§ **Prompt**
Return, word for word, the passage of the HarperCollins text below that runs from "Murray said that" to "output, Murray said.".

§ **Given text**
# # # #
In a presentation that was part of Credit Suisse’s 23rd annual communications conference, HarperCollins CEO Brian Murray said he sees no signs of consumer book spending slowing down in 2021—nor does he see the trend toward greater consolidation of the publishing industry cooling.
HC has enjoyed exceptional sales growth over the last 12 months, and spending is up in the 17 countries where the publisher operates, Murray said, observing that it appears interest in reading is undergoing a renaissance. He said that consumer research conducted by HC has found that book buying should remain strong for the rest of the year, speculating that book purchasing has reached a new level.
Murray said that to meet that demand, HC has been very aggressive in buying new books to ensure that the publisher “gets its share of the larger pie.” Over the last nine months or so, HC has also upped its title output, Murray said.
Covid-19 “scrambled” the purchasing pattern of consumers with e-book sales jumping early on, but while print sales have bounced back even as e-book sales have cooled somewhat, Murray still expects sales of e-books and digital audio to grow. He put the digital to print sales breakdown for HC at roughly 75% print to 25% digital, and said that, while he expects digital sales to continue to increase, he doesn’t know where the format ratio will eventually settle.
# # # #
§ **The data**
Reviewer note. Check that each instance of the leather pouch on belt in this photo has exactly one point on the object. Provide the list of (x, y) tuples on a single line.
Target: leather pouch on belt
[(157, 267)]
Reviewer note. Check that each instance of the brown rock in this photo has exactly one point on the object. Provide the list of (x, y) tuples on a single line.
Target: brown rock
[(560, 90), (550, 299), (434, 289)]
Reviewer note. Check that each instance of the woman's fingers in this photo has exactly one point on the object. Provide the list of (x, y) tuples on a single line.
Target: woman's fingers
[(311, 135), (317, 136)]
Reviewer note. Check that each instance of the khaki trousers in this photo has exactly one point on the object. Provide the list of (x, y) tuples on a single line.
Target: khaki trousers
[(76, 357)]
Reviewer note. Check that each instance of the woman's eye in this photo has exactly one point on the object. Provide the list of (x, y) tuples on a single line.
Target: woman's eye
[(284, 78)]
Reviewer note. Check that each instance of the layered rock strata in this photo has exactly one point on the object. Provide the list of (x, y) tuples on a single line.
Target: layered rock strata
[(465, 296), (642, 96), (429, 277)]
# # # #
§ **Expected answer**
Murray said that to meet that demand, HC has been very aggressive in buying new books to ensure that the publisher “gets its share of the larger pie.” Over the last nine months or so, HC has also upped its title output, Murray said.